■ Cosa fare:
Riscrivi tutte le righe comprese tra quella che contiene "Where can you find the leafy" e la fine delle righe, estremi inclusi, e scala di un fattore 1,1 le coordinate dei punti, arrotondandole all'intero più vicino con le metà per eccesso. Lascia invariate le altre righe.

Voci di dati estratti

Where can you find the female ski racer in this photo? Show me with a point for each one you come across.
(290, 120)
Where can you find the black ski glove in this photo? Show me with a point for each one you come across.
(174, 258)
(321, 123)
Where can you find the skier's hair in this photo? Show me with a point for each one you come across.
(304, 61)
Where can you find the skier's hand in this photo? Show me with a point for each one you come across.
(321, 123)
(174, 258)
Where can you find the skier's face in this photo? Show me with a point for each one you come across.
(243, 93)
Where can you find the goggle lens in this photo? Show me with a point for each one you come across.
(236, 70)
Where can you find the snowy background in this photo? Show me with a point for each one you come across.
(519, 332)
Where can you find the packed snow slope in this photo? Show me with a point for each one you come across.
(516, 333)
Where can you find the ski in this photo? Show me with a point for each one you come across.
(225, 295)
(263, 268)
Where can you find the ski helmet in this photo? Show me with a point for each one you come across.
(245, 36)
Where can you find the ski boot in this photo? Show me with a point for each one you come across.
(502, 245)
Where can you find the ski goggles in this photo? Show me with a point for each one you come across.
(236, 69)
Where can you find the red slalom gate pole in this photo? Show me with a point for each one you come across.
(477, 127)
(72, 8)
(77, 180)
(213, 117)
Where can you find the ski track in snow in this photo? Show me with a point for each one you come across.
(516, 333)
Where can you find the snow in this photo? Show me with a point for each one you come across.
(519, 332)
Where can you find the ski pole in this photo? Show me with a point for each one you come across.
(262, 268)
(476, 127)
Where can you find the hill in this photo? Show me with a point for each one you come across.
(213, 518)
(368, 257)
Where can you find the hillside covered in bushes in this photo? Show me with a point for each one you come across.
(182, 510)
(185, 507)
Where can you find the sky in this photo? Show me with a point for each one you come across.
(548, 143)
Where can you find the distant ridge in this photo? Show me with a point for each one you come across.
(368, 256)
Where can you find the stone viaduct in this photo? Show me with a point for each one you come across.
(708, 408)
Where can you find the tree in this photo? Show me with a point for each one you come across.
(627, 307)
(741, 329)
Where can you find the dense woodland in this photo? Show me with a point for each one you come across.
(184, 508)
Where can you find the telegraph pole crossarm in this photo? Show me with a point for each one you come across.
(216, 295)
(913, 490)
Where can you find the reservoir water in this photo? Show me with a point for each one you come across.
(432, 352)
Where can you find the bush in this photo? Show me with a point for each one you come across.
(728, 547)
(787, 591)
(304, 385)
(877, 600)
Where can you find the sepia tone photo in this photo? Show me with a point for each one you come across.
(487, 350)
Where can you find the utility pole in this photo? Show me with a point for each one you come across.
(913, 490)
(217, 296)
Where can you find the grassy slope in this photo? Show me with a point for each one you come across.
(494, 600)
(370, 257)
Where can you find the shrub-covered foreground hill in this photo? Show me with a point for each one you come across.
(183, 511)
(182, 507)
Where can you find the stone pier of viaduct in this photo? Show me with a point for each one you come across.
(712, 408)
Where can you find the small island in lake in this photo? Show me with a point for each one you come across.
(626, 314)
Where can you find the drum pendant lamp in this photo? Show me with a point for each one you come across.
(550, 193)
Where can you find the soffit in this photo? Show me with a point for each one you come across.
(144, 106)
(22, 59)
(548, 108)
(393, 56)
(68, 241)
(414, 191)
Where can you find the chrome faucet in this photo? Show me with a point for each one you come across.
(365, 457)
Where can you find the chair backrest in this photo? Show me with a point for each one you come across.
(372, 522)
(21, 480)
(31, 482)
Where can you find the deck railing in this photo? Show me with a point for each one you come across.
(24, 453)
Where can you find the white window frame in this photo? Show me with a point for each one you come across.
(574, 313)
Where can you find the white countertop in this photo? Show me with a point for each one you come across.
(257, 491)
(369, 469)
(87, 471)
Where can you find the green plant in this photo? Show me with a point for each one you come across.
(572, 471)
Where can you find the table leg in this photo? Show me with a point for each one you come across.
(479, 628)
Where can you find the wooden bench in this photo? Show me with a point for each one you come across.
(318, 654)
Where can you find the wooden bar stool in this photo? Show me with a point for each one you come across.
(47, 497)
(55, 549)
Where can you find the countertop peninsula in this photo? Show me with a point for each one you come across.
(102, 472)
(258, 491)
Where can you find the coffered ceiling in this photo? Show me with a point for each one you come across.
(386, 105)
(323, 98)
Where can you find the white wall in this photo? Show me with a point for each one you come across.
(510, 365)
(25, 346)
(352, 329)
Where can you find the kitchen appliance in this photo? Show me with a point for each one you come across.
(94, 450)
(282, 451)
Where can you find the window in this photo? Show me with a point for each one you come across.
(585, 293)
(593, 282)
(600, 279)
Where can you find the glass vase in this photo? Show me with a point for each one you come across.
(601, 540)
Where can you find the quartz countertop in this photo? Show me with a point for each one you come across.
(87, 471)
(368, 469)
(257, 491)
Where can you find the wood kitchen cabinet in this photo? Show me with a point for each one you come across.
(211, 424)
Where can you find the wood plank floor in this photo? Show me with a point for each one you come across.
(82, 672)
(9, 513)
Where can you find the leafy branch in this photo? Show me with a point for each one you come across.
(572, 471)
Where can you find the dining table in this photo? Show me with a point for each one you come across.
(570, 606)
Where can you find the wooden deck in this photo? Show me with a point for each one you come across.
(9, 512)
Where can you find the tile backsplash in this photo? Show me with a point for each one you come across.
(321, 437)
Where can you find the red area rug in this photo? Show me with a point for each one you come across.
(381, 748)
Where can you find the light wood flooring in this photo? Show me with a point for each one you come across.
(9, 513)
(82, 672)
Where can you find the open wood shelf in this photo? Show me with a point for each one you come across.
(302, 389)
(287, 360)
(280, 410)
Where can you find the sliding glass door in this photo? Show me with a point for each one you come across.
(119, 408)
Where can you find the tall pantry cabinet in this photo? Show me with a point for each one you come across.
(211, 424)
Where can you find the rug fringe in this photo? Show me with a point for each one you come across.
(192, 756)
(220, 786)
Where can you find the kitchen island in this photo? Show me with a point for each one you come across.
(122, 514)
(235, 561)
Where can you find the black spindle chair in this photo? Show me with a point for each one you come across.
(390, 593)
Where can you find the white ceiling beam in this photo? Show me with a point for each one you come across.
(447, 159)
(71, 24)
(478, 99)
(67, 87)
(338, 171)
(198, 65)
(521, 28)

■ Risposta scritta:
Where can you find the leafy branch in this photo? Show me with a point for each one you come across.
(629, 518)
Where can you find the dining table in this photo? Show me with a point for each one you come across.
(627, 667)
Where can you find the wooden deck in this photo? Show me with a point for each one you come across.
(10, 563)
Where can you find the tile backsplash in this photo? Show me with a point for each one you come across.
(353, 481)
Where can you find the red area rug in this photo? Show me with a point for each one you come across.
(419, 823)
Where can you find the light wood flooring in this photo? Show me with a point for each one you come across.
(10, 564)
(90, 739)
Where can you find the open wood shelf in this photo? Show me with a point for each one you come across.
(332, 428)
(316, 396)
(308, 451)
Where can you find the sliding glass door in this photo? Show me with a point for each one you come across.
(131, 449)
Where can you find the tall pantry cabinet in this photo? Show me with a point for each one you come across.
(232, 466)
Where can you find the rug fringe in this photo? Show me with a point for each one you come across.
(211, 832)
(242, 865)
Where can you find the kitchen island in this photo? Show me with a point for each one you come across.
(134, 565)
(259, 617)
Where can you find the black spindle chair in this photo? Show me with a point for each one you come across.
(429, 652)
Where can you find the white ceiling beam in this photo? Show me with a point for each one you come across.
(492, 175)
(78, 26)
(526, 109)
(74, 96)
(372, 188)
(218, 72)
(573, 31)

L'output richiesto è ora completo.